__PROBLEM SET__:
• 1. In the article on programmatic advertising pipelines, how often do most DSPs' batch pipelines summarize auction performance?
• 2. Carry on the programmatic advertising article from its final sentence.

__QUOTED PASSAGE__:
>>>>>
Programmatic advertising data pipelines with RisingWave connect bid request streams, win notifications, impression events, and conversions into continuously updated materialized views. This replaces batch ETL jobs with a single streaming SQL layer that keeps bidding systems, pacing controls, and reporting dashboards updated within seconds of every auction.
Why Programmatic Pipelines Break Under Batch Architectures
Programmatic advertising moves fast. A demand-side platform (DSP) participates in billions of auctions daily, making bid price decisions in under 100 milliseconds. Yet most DSPs still rely on batch pipelines that summarize auction performance every 15–60 minutes. This creates a dangerous gap: your bidding algorithm is flying blind between batch refreshes.
The consequences are real:
- Overpacing: You blow through daily budget in the morning because yesterday's batch didn't reveal a publisher volume spike
- Underpacing: Bids drop too low after a false signal suggests overspend
- Stale frequency caps: Users see the same ad 20 times because the frequency counter updates too slowly
- Lost optimization opportunities: A placement that's converting at 3x average CPL stays at the same bid for hours
RisingWave solves this by replacing the batch layer with a streaming SQL engine that keeps all these signals current in real time.
<<<<<
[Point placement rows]
>>>>>
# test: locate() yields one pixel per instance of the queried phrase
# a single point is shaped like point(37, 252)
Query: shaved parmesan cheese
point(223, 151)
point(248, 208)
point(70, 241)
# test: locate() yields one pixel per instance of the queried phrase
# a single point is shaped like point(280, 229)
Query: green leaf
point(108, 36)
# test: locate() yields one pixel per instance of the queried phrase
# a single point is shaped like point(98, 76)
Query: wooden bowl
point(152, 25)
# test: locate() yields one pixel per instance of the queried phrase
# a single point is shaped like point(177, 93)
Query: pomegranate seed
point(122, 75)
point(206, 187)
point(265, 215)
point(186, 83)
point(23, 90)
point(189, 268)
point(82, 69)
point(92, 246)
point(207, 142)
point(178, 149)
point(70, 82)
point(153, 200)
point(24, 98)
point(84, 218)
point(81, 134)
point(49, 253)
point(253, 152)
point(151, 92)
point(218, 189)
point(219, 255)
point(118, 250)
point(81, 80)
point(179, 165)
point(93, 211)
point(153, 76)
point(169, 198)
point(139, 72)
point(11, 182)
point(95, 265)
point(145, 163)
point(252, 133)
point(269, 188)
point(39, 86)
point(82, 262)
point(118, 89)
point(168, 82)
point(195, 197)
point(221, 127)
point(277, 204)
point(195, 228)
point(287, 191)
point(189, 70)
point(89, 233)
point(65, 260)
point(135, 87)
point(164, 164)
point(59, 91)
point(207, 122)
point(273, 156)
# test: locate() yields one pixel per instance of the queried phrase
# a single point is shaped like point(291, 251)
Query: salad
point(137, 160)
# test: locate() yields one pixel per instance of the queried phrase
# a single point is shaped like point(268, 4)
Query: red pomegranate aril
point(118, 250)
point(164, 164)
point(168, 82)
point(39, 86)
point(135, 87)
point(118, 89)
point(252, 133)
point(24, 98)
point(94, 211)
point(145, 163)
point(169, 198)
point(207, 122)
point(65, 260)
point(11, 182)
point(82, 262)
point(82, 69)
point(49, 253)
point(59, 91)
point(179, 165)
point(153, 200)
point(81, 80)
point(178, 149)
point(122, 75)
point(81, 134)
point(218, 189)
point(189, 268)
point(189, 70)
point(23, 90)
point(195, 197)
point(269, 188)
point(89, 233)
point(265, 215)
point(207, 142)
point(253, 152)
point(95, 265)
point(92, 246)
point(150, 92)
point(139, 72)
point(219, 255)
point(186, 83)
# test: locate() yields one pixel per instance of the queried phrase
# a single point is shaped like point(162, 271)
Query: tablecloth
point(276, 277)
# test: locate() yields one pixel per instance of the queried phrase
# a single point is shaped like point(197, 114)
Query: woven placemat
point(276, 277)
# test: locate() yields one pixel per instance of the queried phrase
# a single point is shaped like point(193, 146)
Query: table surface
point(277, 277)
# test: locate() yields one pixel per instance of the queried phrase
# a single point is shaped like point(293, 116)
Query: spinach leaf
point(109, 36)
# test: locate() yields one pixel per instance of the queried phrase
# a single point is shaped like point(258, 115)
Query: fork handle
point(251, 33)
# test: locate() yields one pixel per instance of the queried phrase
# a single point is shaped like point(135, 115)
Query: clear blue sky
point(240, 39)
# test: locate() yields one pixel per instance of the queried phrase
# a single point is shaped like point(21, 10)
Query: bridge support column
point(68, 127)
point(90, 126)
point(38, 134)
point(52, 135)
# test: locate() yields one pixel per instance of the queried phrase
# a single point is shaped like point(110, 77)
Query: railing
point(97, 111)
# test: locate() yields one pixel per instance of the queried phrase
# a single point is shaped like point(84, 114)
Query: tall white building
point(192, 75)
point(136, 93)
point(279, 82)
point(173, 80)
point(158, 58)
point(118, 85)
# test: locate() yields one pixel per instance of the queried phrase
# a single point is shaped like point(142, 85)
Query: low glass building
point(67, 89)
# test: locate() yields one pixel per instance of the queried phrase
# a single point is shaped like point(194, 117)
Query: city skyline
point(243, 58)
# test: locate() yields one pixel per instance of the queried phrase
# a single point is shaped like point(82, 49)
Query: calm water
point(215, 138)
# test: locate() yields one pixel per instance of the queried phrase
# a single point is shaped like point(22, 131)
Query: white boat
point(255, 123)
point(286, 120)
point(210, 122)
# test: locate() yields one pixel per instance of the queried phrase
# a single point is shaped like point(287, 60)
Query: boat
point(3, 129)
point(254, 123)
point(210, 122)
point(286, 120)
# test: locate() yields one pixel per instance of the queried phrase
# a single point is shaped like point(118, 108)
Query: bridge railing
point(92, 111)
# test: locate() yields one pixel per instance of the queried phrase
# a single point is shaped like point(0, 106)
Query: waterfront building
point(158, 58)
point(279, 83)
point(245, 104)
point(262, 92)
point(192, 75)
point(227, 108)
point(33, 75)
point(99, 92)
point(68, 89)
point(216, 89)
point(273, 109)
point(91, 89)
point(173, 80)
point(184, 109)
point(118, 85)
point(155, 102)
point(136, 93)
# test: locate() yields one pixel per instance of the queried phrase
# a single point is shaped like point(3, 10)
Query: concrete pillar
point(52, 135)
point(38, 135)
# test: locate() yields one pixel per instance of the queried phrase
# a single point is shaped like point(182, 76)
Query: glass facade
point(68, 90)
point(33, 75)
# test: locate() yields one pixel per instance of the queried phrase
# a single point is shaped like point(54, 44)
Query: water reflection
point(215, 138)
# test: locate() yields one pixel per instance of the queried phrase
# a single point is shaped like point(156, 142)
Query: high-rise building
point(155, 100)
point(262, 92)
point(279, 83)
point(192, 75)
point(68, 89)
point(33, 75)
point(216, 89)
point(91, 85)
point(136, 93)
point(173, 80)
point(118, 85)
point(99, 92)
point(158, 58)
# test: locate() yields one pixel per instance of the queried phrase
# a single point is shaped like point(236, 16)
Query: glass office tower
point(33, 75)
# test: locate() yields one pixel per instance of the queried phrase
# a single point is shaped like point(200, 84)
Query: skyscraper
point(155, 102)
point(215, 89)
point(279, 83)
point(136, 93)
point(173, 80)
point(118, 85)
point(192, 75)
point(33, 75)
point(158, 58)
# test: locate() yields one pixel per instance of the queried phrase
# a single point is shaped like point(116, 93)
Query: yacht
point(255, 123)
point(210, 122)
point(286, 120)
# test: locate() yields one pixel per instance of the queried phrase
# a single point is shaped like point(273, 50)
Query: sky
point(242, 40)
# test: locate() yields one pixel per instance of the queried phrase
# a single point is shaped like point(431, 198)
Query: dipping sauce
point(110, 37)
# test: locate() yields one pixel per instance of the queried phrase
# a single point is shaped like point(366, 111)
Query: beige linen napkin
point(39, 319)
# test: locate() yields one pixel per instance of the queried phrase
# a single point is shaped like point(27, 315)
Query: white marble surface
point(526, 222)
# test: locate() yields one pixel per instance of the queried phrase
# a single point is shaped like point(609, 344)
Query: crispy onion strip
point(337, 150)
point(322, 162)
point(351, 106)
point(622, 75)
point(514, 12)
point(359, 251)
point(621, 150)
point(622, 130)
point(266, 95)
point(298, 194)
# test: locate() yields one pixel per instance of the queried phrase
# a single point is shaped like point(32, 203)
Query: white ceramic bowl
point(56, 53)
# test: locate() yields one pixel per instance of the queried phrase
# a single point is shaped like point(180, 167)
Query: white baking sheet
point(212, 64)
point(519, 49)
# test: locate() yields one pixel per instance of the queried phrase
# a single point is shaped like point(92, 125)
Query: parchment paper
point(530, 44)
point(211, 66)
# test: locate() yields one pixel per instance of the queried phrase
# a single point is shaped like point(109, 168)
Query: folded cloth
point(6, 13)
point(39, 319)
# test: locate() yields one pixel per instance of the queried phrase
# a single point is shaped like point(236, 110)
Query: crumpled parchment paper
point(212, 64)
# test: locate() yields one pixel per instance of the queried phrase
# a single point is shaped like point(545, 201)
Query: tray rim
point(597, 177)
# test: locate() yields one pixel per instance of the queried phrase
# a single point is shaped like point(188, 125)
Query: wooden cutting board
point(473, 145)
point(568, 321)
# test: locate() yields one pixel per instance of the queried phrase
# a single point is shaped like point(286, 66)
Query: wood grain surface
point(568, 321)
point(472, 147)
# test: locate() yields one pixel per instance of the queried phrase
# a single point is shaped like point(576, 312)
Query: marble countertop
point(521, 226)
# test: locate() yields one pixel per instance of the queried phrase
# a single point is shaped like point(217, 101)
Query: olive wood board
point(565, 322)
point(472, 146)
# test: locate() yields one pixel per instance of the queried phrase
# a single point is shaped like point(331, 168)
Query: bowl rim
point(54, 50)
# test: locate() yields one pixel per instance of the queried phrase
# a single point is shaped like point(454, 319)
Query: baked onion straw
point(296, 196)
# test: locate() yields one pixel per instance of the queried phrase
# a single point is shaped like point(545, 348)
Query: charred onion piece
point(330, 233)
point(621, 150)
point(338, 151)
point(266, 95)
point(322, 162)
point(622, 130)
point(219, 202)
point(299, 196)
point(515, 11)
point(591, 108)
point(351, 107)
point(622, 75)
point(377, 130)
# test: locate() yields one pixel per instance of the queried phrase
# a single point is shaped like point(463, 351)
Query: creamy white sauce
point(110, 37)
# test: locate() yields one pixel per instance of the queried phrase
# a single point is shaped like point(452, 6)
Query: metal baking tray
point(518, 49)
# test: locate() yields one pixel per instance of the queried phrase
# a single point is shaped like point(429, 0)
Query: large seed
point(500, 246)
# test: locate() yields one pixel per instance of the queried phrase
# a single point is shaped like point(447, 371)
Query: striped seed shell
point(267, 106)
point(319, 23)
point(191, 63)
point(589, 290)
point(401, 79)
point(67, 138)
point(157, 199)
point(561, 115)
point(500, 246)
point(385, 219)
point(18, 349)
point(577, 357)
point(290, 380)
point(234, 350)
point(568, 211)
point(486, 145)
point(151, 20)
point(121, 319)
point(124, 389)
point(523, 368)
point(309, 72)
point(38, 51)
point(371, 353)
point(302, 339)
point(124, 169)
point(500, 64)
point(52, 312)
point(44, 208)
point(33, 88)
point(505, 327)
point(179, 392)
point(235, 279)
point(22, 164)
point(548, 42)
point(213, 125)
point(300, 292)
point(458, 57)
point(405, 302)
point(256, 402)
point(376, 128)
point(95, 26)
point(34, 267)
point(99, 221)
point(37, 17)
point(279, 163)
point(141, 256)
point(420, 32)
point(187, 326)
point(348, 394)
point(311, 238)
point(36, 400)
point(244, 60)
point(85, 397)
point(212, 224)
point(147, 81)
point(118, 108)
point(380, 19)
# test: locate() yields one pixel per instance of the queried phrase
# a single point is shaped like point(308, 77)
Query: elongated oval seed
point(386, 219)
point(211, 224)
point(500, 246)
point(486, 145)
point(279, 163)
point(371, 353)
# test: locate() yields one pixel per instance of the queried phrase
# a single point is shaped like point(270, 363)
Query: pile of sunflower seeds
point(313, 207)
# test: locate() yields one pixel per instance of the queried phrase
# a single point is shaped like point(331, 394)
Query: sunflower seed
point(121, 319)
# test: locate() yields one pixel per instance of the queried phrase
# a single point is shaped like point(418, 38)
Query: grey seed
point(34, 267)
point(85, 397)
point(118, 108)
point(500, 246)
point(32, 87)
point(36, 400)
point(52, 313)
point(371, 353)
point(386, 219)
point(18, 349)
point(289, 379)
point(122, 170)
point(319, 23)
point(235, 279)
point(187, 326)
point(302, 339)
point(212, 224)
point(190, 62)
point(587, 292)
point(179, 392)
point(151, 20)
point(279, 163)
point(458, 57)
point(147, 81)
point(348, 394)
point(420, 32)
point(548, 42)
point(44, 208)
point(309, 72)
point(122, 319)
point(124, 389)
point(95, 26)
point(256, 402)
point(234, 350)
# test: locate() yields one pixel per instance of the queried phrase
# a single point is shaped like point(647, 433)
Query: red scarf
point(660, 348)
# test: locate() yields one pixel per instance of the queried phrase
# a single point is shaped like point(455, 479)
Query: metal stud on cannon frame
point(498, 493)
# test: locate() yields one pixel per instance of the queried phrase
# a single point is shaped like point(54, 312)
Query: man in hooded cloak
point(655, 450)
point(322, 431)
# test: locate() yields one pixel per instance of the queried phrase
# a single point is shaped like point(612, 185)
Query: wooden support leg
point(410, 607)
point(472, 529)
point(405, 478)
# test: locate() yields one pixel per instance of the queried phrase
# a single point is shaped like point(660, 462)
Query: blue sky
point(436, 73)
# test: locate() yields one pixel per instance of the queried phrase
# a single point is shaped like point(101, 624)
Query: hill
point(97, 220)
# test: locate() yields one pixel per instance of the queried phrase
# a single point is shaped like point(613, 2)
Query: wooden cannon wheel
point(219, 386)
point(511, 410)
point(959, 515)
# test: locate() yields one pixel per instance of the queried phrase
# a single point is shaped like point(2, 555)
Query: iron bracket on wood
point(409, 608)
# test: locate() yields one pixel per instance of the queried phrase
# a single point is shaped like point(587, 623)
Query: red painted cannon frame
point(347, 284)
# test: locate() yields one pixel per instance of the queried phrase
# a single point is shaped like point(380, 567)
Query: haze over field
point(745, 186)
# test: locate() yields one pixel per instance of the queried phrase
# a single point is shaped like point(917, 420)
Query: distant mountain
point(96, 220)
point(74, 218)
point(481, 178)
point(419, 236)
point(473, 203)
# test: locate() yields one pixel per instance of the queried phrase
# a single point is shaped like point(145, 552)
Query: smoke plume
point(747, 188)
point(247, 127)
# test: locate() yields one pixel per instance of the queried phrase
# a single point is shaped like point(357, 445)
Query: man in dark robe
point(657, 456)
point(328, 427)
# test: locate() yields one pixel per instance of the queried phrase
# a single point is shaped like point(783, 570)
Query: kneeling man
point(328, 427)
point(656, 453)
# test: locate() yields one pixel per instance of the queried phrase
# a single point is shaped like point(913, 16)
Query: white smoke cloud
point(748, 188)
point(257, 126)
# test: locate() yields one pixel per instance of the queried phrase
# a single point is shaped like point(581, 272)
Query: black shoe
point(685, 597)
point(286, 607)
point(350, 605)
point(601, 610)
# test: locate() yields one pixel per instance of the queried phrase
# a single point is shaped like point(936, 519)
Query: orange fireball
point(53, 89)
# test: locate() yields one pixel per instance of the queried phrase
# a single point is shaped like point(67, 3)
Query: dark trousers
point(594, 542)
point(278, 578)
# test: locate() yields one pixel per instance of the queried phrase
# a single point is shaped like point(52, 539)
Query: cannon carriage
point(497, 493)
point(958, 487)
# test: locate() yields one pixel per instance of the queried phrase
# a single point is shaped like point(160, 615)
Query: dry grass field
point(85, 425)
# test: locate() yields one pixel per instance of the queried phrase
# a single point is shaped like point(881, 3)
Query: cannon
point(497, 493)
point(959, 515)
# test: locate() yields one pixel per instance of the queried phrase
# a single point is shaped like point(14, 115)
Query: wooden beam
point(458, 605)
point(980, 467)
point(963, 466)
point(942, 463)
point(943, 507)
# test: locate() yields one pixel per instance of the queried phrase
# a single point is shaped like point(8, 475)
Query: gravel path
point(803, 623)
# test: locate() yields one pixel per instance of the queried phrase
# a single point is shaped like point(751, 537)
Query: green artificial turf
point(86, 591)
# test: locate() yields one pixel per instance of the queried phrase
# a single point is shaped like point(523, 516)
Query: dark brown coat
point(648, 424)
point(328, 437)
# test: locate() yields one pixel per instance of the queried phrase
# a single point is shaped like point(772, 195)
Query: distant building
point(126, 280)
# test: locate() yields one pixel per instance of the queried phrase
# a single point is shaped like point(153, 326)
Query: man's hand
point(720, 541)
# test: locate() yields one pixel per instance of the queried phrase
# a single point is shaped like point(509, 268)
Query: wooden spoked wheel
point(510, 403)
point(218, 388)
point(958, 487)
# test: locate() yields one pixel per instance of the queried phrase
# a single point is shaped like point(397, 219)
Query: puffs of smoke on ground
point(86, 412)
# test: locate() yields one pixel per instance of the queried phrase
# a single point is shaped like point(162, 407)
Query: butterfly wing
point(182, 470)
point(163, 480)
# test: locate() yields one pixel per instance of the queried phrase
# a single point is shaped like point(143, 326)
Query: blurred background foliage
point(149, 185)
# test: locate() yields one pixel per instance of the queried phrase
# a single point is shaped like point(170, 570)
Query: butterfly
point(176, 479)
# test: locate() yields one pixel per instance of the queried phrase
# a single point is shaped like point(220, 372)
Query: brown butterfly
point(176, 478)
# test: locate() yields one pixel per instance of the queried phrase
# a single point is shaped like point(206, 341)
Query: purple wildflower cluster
<<<<<
__ANSWERS BY TASK__:
• 1. Every 15–60 minutes.

• 2.
Pipeline Architecture
A complete programmatic pipeline in RisingWave has five stages:
- Bid stream ingestion — auction results from your DSP's bid log Kafka topic
- Win/loss processing — match wins to bids and compute win rates by publisher and placement
- Impression and viewability — track served impressions and viewability signals
- Frequency capping state — maintain real-time per-user impression counts
- Pacing and budget tracking — monitor spend velocity against daily budget caps
Ingesting Bid and Win Events
CREATE SOURCE bid_responses (
bid_id VARCHAR,
auction_id VARCHAR,
campaign_id VARCHAR,
placement_id VARCHAR,
publisher_id VARCHAR,
bid_price DECIMAL,
bid_floor DECIMAL,
user_id VARCHAR,
event_time TIMESTAMPTZ
)
WITH (
connector = 'kafka',
topic = 'dsp-bid-responses',
properties.bootstrap.server = 'kafka:9092',
scan.startup.mode = 'latest'
)
FORMAT PLAIN ENCODE JSON;
CREATE SOURCE win_notifications (
bid_id VARCHAR,
auction_id VARCHAR,
clearing_price DECIMAL,
event_time TIMESTAMPTZ
)
WITH (
connector = 'kafka',
topic = 'dsp-win-notifications',
properties.bootstrap.server = 'kafka:9092',
scan.startup.mode = 'latest'
)
FORMAT PLAIN ENCODE JSON;
Real-Time Win Rate and CPM by Placement
CREATE MATERIALIZED VIEW placement_win_rates AS
SELECT
b.placement_id,
b.publisher_id,
b.campaign_id,
window_start,
window_end,
COUNT(b.bid_id) AS total_bids,
COUNT(w.bid_id) AS wins,
ROUND(COUNT(w.bid_id)::DECIMAL / NULLIF(COUNT(b.bid_id), 0) * 100, 2)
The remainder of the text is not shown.